— Start Quoted text —

I have had that same thing happen twice, once in 1986 or '87, in Eugene, OR, and later in 2007 in Portland, Oregon. One was a homeless person, the second was a street punk known to cause trouble in the east-side  Hawthorne district. It's unnerving, for sure. I know of another TPF member who was similarly accosted in Portland, on the west side of the city.


----------



## nerwin (May 17, 2017)

Wow, that's awful. Glad you weren't hurt.

Yes, its true...most people are generally good but man it sure seems that's getting less true everyday. People are so concerned with people taking pictures these days its crazy.

The other day I was taking pictures of planes from a public area and man I felt like I was doing something wrong. Heck beforehand, I even contacted the airport and asked if it was okay if I could take pictures of planes at this airport because it was a big airport and they replied saying they didn't care haha (I ended up coming across a bald eagle! But he didn't get close enough ).

I really hate confrontation so its hard for me to take my camera with me even in public areas because I'm afraid I'll be targeted and get accused of terrorism or some crap like that, just like in a freaking mall one time. I mean damn, I was taking a picture of unique stairway with my phone to share on Facebook and I got security following me around and got kicked out whereas other people were taking pictures and they didn't care.

Why are people so afraid of people taking pictures? I don't want to end up being murdered for taking pictures, although at least I'll die doing what I love!


----------



## 480sparky (May 17, 2017)

If giving up a piece of gear will de-escalate a potential harmful situation, then damned straight I'd do so.

Problem is, these nutcases that attack photographers aren't playing with a full deck.  Since there's no guarantee compliance with their (illegal) demands that doing so will end the confrontation, I carry more to shoot with than just a camera............ if you get my drift.




















Now before anyone says I'm a gun-nut by defending my gear with a firearm, let me set you straight:  *I am not. * 

When someone gets aggressive towards me, they are threatening ME.  They are not threatening my gear.  They don't yell, "Hey, if you don't erase those photos, I'm gonna scratch or lens!!!" or "I'm gonna bend up the legs of that tripod!!!"  


If their intent is to harm ME (NOT my gear), then I will do what I can do defend MYSELF (NOT my gear).  My GEAR can easily be replaced..... My HEALTH, maybe / maybe not.  It is MY PERSON I am defending.  At that point, gear is not relevant.

— End Quoted text —
— Start Entries supplied —

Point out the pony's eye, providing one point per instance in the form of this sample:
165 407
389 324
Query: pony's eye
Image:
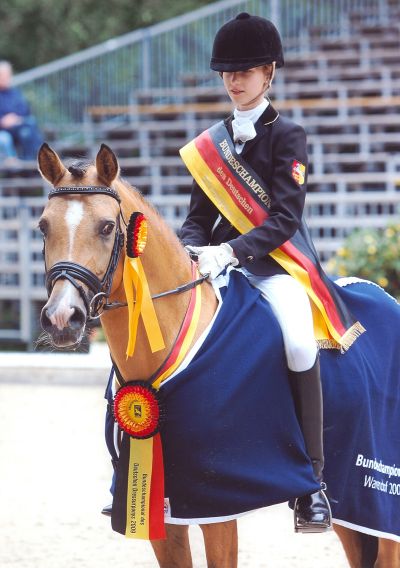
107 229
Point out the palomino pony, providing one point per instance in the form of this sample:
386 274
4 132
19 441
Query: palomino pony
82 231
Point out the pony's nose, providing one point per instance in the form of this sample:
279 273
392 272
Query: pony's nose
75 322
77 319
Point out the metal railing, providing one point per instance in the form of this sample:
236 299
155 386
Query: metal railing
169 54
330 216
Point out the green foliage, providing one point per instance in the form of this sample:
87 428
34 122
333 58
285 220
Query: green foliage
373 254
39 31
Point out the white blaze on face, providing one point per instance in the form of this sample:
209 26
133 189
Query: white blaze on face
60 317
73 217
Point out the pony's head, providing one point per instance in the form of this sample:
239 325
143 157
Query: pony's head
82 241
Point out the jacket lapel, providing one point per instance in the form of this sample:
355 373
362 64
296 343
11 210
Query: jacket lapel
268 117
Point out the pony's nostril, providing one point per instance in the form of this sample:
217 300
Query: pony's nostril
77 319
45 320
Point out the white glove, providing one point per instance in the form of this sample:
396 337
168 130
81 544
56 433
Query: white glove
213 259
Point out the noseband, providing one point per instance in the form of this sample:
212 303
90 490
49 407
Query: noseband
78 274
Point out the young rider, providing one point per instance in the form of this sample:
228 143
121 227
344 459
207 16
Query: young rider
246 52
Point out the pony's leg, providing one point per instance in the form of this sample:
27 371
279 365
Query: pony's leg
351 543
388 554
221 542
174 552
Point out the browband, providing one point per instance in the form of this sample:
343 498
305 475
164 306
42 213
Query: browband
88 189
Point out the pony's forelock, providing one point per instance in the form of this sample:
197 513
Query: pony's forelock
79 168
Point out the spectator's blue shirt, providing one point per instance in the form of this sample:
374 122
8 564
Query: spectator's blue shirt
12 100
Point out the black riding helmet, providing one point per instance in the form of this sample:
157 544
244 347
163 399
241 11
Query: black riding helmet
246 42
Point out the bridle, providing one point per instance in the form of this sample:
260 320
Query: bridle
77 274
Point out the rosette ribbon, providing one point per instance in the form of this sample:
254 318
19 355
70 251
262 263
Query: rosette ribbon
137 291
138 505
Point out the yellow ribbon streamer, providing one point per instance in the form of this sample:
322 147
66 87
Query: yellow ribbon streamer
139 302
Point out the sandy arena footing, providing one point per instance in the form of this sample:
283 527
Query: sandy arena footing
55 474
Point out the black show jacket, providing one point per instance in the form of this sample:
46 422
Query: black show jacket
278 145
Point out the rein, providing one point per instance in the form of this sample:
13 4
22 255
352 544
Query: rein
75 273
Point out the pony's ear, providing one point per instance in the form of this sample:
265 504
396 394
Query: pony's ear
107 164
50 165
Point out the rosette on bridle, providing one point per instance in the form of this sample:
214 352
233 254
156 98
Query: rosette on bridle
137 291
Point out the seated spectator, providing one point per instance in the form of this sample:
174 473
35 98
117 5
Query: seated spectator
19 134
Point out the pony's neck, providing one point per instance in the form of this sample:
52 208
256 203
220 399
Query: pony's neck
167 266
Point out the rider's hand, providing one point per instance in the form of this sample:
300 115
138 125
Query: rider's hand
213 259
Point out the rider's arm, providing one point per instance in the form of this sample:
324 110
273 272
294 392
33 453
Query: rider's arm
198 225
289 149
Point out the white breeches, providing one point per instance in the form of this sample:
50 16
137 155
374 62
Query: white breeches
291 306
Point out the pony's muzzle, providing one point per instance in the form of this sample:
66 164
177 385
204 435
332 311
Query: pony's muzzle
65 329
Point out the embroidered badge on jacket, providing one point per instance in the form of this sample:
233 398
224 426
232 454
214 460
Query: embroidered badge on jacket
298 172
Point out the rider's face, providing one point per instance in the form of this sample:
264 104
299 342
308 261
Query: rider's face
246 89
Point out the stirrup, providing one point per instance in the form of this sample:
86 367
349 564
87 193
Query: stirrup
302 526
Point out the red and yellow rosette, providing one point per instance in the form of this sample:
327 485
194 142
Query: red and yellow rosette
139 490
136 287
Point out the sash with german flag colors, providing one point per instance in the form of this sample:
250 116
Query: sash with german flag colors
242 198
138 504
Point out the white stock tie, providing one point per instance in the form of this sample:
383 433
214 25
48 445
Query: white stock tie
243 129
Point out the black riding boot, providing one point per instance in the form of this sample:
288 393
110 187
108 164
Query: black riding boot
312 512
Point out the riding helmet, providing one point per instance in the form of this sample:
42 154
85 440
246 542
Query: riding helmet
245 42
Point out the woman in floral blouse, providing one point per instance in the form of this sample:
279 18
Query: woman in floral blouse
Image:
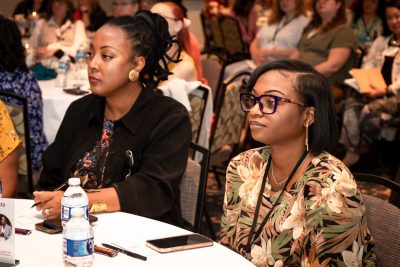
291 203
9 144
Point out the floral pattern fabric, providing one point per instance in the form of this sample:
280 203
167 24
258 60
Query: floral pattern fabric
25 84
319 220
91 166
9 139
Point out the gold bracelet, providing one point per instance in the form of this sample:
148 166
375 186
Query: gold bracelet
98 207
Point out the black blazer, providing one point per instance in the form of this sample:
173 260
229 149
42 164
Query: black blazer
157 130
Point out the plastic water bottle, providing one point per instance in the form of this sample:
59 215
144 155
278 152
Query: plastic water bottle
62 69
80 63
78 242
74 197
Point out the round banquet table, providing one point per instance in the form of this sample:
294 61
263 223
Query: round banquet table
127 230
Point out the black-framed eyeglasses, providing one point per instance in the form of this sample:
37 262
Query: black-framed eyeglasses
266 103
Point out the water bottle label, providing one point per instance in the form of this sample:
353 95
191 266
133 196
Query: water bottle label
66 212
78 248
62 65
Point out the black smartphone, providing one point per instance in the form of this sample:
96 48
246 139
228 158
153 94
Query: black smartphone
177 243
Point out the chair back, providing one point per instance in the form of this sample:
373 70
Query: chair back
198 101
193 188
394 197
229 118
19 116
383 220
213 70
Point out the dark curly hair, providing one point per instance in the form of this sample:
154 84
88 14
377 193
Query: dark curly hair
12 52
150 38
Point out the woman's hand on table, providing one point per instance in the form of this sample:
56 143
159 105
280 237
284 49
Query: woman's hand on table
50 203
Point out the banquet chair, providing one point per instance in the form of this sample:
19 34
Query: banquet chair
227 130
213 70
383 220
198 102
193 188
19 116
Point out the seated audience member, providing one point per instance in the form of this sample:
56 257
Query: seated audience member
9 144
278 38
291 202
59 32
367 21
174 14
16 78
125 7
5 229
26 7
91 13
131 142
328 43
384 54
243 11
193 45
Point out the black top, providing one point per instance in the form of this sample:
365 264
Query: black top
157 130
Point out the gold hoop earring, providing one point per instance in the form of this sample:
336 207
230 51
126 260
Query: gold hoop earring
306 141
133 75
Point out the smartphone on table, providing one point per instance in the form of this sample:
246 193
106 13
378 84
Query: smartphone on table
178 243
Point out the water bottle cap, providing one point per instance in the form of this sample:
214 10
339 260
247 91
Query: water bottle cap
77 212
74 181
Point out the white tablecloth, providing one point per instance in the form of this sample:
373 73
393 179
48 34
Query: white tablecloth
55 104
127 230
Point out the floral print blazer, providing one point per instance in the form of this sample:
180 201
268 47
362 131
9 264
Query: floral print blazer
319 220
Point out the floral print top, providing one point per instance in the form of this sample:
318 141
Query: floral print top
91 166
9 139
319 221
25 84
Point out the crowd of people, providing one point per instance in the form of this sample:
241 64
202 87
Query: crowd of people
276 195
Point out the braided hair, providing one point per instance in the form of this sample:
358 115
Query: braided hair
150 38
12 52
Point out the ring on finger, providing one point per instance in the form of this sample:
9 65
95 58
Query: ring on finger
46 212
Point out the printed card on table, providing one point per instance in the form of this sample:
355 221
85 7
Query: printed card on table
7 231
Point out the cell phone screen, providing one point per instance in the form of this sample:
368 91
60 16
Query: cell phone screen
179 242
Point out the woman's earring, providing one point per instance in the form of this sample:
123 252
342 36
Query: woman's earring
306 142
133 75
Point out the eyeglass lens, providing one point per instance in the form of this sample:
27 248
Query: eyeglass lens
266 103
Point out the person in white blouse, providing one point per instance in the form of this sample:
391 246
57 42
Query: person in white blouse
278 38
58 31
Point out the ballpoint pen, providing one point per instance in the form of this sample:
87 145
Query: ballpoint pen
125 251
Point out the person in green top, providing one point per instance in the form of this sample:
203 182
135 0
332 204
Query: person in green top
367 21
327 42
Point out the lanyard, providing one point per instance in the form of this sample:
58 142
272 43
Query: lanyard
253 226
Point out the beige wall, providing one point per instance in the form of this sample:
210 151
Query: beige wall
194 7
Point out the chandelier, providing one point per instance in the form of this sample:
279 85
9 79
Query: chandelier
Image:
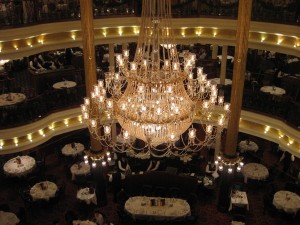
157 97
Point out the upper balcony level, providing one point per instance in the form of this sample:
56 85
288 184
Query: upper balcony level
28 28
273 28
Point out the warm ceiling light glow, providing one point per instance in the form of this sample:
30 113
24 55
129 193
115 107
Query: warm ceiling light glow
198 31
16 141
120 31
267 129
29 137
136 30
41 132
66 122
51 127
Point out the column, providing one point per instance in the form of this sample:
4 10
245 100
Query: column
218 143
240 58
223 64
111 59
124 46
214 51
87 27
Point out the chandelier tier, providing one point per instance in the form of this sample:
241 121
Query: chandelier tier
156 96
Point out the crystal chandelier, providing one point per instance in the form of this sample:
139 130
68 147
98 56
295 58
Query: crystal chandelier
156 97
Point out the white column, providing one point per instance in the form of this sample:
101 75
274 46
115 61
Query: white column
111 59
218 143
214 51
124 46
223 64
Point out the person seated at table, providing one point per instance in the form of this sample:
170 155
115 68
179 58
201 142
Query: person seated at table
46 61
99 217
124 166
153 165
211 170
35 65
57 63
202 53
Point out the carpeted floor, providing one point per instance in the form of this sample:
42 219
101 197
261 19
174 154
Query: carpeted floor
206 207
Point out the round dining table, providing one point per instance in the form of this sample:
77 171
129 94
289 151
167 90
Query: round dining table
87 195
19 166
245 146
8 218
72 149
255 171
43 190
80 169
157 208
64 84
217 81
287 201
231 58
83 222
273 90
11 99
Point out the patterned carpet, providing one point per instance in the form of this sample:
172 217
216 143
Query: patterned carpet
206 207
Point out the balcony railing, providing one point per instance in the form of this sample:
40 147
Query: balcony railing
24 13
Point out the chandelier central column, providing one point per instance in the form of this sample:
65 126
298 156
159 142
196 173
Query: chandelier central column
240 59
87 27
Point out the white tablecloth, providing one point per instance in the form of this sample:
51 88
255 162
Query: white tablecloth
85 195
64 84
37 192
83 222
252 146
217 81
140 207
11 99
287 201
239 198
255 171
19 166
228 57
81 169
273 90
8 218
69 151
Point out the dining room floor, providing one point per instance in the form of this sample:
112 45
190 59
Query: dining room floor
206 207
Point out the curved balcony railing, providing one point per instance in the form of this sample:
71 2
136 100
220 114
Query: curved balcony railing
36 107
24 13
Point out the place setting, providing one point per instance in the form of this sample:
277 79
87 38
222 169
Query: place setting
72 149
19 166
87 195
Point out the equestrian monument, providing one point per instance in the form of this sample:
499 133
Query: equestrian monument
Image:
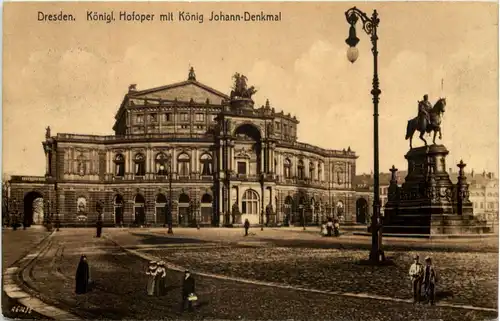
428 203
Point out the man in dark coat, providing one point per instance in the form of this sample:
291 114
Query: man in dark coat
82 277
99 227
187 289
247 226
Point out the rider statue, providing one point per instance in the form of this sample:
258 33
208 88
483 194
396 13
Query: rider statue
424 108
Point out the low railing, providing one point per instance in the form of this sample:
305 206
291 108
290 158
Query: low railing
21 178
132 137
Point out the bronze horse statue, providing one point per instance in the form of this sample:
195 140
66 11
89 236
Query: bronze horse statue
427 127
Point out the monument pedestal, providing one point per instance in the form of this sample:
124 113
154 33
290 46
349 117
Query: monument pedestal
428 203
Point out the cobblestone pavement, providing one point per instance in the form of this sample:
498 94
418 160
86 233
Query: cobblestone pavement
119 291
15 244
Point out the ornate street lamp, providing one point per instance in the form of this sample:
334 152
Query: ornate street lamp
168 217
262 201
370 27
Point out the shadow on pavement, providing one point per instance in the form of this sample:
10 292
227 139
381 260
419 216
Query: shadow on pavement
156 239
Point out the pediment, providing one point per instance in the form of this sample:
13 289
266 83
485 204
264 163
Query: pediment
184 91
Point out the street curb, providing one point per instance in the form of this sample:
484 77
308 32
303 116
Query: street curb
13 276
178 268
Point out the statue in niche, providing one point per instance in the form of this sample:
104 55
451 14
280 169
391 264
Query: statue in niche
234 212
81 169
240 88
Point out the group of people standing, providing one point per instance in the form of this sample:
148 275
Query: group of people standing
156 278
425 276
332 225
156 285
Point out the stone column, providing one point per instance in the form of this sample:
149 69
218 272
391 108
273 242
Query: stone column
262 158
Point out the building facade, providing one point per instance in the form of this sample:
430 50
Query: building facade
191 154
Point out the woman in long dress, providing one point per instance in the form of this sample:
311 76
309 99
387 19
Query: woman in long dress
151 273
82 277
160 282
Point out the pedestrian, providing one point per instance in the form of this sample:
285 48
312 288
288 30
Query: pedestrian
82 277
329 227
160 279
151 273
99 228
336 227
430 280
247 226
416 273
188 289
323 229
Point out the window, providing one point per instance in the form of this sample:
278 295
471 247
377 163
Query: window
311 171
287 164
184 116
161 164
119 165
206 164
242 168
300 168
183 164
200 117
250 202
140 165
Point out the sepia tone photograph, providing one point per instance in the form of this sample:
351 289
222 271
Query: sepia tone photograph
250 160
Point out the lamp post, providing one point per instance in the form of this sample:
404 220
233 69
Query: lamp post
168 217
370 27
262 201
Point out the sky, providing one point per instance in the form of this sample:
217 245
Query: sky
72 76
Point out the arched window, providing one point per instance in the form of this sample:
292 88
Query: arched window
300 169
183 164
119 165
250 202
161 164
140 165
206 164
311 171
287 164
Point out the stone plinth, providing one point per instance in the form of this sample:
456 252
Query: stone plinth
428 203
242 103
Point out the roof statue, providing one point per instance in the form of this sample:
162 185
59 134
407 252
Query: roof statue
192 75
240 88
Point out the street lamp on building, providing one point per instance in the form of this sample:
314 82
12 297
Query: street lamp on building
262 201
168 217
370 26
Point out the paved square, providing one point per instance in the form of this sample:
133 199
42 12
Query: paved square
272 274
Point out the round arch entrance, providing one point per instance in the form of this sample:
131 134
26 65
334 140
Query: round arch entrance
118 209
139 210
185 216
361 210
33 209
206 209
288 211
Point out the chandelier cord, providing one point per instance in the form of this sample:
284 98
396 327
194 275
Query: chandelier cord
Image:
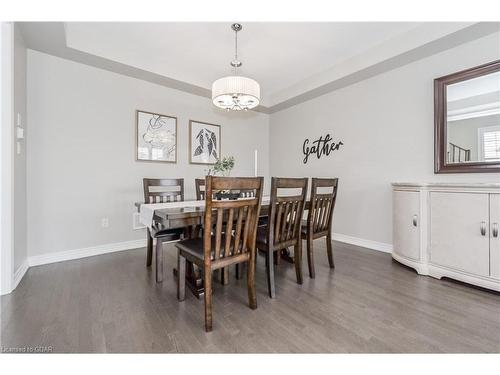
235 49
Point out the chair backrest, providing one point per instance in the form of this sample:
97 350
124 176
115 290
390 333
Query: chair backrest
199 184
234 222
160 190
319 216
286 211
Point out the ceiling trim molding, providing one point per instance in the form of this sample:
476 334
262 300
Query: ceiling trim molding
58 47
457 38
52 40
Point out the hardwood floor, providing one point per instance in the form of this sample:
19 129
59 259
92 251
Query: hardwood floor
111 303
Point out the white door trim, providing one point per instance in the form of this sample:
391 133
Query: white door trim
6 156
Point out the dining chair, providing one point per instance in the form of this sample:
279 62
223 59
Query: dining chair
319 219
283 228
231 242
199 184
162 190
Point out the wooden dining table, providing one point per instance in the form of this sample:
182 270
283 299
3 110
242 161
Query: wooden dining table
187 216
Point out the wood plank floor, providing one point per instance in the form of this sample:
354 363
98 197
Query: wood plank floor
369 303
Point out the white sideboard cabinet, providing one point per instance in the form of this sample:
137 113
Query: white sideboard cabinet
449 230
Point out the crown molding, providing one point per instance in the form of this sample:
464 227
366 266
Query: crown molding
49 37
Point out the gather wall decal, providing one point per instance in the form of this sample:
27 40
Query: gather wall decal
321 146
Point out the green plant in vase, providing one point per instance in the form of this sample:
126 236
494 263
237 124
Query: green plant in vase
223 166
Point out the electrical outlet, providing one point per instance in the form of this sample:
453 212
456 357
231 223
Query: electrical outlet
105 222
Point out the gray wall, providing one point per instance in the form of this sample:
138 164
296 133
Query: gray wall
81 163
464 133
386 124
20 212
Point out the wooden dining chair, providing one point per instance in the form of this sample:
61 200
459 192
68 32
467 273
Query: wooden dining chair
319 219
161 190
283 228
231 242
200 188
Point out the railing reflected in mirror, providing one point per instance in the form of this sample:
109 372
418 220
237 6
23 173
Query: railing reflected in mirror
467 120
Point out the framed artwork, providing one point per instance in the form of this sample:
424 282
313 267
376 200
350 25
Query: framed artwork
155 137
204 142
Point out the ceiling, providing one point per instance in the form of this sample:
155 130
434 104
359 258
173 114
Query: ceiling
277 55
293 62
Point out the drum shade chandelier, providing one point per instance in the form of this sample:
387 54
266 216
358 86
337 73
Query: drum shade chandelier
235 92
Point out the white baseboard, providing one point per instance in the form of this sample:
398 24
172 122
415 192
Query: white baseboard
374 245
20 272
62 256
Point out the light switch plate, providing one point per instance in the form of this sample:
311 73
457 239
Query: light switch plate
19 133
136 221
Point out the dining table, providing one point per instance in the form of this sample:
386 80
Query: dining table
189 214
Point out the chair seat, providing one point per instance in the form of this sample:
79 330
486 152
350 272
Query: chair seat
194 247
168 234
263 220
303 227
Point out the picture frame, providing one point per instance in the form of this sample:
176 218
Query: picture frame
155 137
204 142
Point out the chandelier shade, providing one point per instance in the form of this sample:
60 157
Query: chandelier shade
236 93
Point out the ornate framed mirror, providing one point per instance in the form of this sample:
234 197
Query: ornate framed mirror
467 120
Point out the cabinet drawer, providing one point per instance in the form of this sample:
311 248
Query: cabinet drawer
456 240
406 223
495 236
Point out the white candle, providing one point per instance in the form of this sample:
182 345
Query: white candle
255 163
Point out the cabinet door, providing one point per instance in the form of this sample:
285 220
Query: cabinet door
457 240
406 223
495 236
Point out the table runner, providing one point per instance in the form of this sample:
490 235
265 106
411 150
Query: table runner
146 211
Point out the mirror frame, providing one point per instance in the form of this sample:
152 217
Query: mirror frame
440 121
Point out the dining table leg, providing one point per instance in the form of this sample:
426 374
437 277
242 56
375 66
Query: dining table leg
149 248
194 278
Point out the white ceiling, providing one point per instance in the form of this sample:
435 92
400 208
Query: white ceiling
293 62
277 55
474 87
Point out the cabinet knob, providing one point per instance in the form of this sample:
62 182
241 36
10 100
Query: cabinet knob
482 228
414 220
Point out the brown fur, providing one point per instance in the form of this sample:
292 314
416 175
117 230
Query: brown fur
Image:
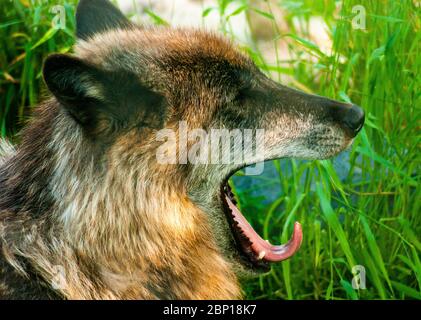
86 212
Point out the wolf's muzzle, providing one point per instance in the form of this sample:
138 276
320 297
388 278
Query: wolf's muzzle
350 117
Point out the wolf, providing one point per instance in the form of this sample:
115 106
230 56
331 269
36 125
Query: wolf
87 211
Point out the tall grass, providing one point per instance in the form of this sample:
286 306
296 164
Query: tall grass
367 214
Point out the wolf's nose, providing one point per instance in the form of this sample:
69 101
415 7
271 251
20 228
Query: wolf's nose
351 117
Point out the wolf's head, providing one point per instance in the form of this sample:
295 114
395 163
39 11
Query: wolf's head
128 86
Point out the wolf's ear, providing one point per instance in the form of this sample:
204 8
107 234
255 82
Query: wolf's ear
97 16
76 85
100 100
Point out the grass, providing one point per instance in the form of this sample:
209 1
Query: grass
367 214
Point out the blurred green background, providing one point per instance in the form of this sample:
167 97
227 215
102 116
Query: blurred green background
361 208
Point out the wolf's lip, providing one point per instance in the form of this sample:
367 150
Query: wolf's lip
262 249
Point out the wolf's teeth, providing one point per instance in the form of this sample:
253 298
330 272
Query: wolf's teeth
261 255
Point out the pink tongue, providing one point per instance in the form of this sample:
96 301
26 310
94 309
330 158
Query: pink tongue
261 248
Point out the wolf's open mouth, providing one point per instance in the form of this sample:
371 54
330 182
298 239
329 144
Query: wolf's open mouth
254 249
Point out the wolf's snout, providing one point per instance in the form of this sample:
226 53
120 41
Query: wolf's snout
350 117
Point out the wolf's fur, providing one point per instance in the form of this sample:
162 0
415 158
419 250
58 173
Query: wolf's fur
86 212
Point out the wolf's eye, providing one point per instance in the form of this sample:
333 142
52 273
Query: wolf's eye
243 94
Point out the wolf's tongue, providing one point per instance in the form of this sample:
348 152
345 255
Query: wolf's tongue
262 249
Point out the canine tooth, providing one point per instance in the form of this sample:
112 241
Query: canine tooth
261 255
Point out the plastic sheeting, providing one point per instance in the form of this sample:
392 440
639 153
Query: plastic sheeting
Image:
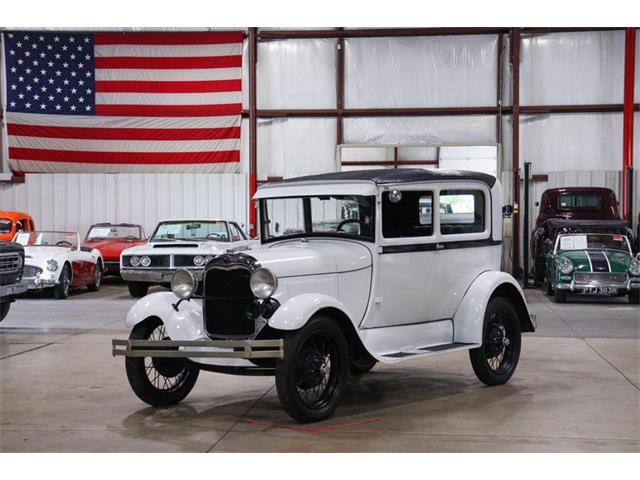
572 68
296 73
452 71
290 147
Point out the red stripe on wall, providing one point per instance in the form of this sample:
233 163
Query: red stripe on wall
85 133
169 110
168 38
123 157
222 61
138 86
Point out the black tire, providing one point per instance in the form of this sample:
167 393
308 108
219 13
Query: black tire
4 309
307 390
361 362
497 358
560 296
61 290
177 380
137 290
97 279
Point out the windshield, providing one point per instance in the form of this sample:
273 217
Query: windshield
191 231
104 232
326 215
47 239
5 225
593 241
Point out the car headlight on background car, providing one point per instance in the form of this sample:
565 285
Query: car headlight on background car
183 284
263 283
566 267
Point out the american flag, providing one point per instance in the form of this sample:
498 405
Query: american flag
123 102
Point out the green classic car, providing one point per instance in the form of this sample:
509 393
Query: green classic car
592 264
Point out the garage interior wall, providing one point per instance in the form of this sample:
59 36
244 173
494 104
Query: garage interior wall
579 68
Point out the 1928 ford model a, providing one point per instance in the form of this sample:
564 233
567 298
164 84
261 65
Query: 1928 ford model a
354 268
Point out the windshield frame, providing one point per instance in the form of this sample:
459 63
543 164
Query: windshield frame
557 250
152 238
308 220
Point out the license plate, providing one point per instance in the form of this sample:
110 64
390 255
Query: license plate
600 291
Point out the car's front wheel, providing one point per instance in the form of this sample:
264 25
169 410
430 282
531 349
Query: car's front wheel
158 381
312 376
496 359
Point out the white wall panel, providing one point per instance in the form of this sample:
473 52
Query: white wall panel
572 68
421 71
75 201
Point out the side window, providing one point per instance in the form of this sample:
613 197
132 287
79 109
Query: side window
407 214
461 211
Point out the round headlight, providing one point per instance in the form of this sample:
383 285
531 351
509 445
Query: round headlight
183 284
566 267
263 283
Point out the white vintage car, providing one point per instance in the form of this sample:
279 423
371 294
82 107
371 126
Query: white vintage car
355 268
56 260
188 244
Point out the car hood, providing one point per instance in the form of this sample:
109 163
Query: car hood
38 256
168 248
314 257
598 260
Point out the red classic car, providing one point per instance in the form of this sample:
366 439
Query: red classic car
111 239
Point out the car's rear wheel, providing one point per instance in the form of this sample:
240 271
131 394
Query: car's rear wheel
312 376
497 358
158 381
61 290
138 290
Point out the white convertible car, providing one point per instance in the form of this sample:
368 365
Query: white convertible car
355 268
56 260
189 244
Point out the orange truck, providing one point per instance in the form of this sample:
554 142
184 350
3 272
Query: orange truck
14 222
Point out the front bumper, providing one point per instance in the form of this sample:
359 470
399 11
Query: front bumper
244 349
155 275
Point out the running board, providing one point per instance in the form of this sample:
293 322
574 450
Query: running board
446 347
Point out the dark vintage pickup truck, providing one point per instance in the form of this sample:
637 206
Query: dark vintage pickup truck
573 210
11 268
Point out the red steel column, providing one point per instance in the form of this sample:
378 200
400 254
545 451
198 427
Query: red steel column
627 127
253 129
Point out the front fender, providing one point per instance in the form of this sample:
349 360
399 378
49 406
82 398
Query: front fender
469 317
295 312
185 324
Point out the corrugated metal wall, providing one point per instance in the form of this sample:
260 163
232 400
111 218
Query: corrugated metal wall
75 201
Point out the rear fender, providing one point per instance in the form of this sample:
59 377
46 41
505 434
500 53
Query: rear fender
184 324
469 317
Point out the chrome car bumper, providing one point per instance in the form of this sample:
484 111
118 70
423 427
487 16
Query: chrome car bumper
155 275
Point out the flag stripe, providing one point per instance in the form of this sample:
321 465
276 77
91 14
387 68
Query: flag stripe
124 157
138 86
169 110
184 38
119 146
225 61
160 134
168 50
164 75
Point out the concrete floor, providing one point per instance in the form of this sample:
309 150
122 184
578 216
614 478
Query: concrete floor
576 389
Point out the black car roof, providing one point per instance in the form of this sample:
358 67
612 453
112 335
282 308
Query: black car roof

— End Entries supplied —

__Set task A__. From the forum thread about photographers being confronted, transcribe the passage from "If their intent" to "is not relevant.".
__Set task B__. In the forum thread about photographers being confronted, what did nerwin come across while taking pictures of planes?
__Set task C__. Write the next part of the forum thread about photographers being confronted, picking up after its last sentence.

__Final result A__.
If their intent is to harm ME (NOT my gear), then I will do what I can do defend MYSELF (NOT my gear).  My GEAR can easily be replaced..... My HEALTH, maybe / maybe not.  It is MY PERSON I am defending.  At that point, gear is not relevant.

__Final result B__. A bald eagle.

__Final result C__.
I do not want this thread to degrade into a gun debate.  I am simply stating facts.


----------



## pendennis (May 17, 2017)

Situational awareness is the first tool.  Second, retreat is the next.  Avoid confrontation.  However, be prepared to defend yourself if attacked.  As others have mentioned, it's you, not your equipment, unless the miscreant is bent on robbery.

Knives/box cutters are not good defensive weapons.  A can of pepper spray is a good basic tool.  If someone gets inside 21 feet, they've invaded your comfort zone, and they can be on top of you long before you can draw a weapon.  Never try wielding a tripod as a defensive weapon; maybe a monopod, but unless you've practiced with this, don't rely on it.

I always carry a concealed pistol under my vest, but I will retreat rather than confront.

Here's an anecdote:  A number of years ago (1978), I took a self-defense course at the local police shooting range.  One of the scenarios dealt with the students being "armed" with a dummy pistol and holstered.  A stranger was 7 yards from us, and we didn't know his intent.  He turned, drew a rubber knife as he charged us, and no one got away without serious "wounds".  Upshot?  Unless your weapon is drawn, and at the ready, you can't keep an assailant away from you.


----------



## Dashur (May 17, 2017)

pendennis said:


> Situational awareness is the first tool.  Second, retreat is the next.  Avoid confrontation.  However, be prepared to defend yourself if attacked.
> 
> I always carry a concealed pistol under my vest, but I will retreat rather than confront.



When stateside I also carry...but what I love about your post is - unlike some folks, you seem to have NO desire to end another's life.   Some people seem to almost get turned on by the thought of using their firearm.  Nobody should die over camera gear;  that said - protect yourself when you need to.


----------



## nerwin (May 17, 2017)

I live in Vermont, you can literally walk around with a glock with an extended mag and no one will say a word! Haha. I may or may not have done that.


----------



## Dashur (May 17, 2017)

Thank you for not saying "clip"


----------



## tirediron (May 17, 2017)

*Ahem*  Can we please return to the OPs question folks, which, as I recall had nothing to do with firearms?

Thanks!


----------



## The_Traveler (May 17, 2017)

This kind of questions always end up with answers from guys who have the excuse to talk about their macho behavior - and, tbh, really sound a bit silly.

The best way to end a fight is to fend off the hostile person and de-escalate, not respond. In too many years of shooting, I have been yelled at a few times and swung on once (by a drunk street person). When the swing missed, he lost interest.


----------



## Gary A. (May 17, 2017)

tirediron said:


> Geezzz... I've had it easy!    The worst I can claim is having a cup of coffee (X-Large) thrown over me and my camera a couple of years ago while covering a Wounded Warriors event.  Some guy in the back of the room seemed to think I was targeting him (In truth I hadn't even noticed him); he ordered an X-Large coffee with a ton of cream and sugar, walked right up to me (I was by the door), threw/poured it on me and kept walking.  The staff were horrified...  If it had been a different time and place I would have had "words" with him, but on that occasion I simply ignored it (and smelled like vanilla/hazel-nut for the rest of the day).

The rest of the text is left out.